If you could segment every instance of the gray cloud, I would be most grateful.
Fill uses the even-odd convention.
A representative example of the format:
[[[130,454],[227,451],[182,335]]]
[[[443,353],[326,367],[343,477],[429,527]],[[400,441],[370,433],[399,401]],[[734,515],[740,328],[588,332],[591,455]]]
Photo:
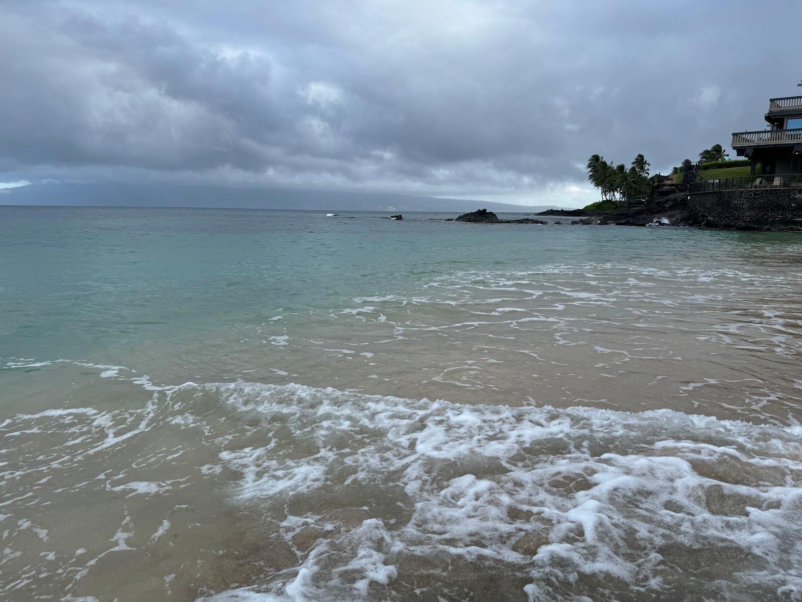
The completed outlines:
[[[762,128],[768,97],[793,94],[800,76],[796,2],[0,9],[0,181],[572,204],[587,197],[591,153],[642,152],[665,171]]]

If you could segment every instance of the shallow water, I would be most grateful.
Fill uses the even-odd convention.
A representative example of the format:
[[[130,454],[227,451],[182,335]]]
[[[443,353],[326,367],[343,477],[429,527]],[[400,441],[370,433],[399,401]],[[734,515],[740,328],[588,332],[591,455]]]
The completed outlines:
[[[3,599],[802,599],[798,236],[441,217],[0,207]]]

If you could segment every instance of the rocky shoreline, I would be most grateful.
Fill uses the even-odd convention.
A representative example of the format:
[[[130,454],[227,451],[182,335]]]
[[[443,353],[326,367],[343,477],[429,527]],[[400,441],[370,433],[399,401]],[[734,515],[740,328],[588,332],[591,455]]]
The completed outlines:
[[[570,217],[573,226],[685,226],[715,230],[802,231],[802,189],[739,190],[690,195],[687,187],[658,176],[645,203],[612,211],[548,209],[544,217]],[[500,218],[487,209],[448,221],[484,224],[561,225],[561,221]]]
[[[447,222],[448,220],[446,220]],[[455,222],[468,222],[474,224],[542,224],[549,222],[542,219],[532,219],[524,218],[523,219],[500,219],[492,211],[486,209],[480,209],[477,211],[472,211],[469,214],[463,214],[459,216]]]

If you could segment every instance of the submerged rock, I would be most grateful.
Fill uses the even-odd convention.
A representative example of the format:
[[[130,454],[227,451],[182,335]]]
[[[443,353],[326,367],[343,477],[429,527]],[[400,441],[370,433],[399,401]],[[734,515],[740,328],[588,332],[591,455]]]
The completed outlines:
[[[499,219],[492,211],[480,209],[470,214],[463,214],[456,218],[457,222],[472,222],[477,224],[547,224],[542,219],[524,218],[522,219]]]
[[[497,224],[500,222],[499,217],[492,211],[486,209],[480,209],[478,211],[472,211],[469,214],[463,214],[456,218],[457,222],[471,222],[481,224]]]
[[[535,215],[561,215],[566,218],[584,218],[587,215],[584,209],[547,209]]]

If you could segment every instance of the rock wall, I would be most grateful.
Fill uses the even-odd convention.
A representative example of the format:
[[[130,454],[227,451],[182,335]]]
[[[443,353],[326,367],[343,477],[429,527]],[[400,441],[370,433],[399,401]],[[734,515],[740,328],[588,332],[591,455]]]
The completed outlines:
[[[690,195],[694,221],[715,228],[802,230],[802,189],[723,190]]]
===
▸ **Written problem**
Rewrite all the records above, substituting "outline" for every "segment" and leaving everything else unchanged. Omit the pictures.

▸ **Exercise result**
If you could outline every instance of the gray cloud, I would be most grateful.
Fill uses the even-odd convention.
A representative example of the format:
[[[130,454],[227,451],[182,335]]]
[[[443,353],[326,367],[343,477],[429,527]],[[400,441],[370,433],[399,401]],[[734,515],[740,328],[588,332],[591,455]]]
Photo:
The completed outlines:
[[[762,128],[768,97],[793,94],[800,76],[796,2],[0,9],[0,181],[572,204],[587,197],[591,153],[642,152],[665,171]]]

If you could outline every instance of the shallow water, I would be most grateful.
Fill uses the even-odd convention.
A representative example of the format:
[[[130,454],[227,451],[182,335]]]
[[[443,353],[326,367],[343,477],[429,527]],[[400,441],[370,433],[399,401]],[[734,515],[740,328],[588,332],[591,455]]]
The completed outlines:
[[[3,599],[802,599],[798,236],[441,217],[0,207]]]

If you could outline every instance of the rocky shoreline, I would be most grateful.
Fill uses the even-odd convention.
A representative example of the format:
[[[130,454],[227,451],[182,335]]]
[[[443,353],[326,367],[343,477],[429,527]],[[400,441],[370,433],[399,401]],[[734,515],[740,328],[588,332],[591,455]]]
The completed outlines:
[[[570,217],[573,226],[685,226],[715,230],[802,231],[802,189],[739,190],[690,195],[687,187],[658,176],[645,203],[612,211],[548,209],[544,217]],[[500,218],[487,209],[448,221],[484,224],[561,225],[561,221]]]
[[[447,222],[448,220],[446,220]],[[455,222],[468,222],[474,224],[542,224],[549,222],[542,219],[532,219],[524,218],[523,219],[500,219],[492,211],[486,209],[480,209],[477,211],[472,211],[469,214],[463,214],[459,216]]]

If you could outline every instance of the submerged rock, I would be most grateful.
Fill uses the even-odd convention.
A representative example of the format:
[[[130,454],[227,451],[182,335]]]
[[[443,353],[326,367],[343,477],[429,527]],[[400,441],[370,433],[399,401]],[[734,515],[740,328],[588,332],[591,455]]]
The completed outlines:
[[[499,219],[492,211],[480,209],[470,214],[463,214],[456,218],[457,222],[472,222],[477,224],[547,224],[542,219],[524,218],[522,219]]]
[[[497,224],[500,222],[499,217],[492,211],[486,209],[480,209],[478,211],[472,211],[469,214],[463,214],[456,218],[457,222],[471,222],[481,224]]]
[[[535,215],[561,215],[566,218],[584,218],[587,215],[584,209],[547,209]]]

If you could outline every instance of the rock wall, I would be most grateful.
Fill uses the even-odd convention.
A representative example of the format:
[[[130,454],[227,451],[182,335]]]
[[[443,353],[326,367],[343,477],[429,527]],[[400,441],[370,433],[399,401]],[[734,515],[740,328],[588,332],[591,455]]]
The completed outlines:
[[[690,195],[694,221],[715,228],[802,230],[802,189],[723,190]]]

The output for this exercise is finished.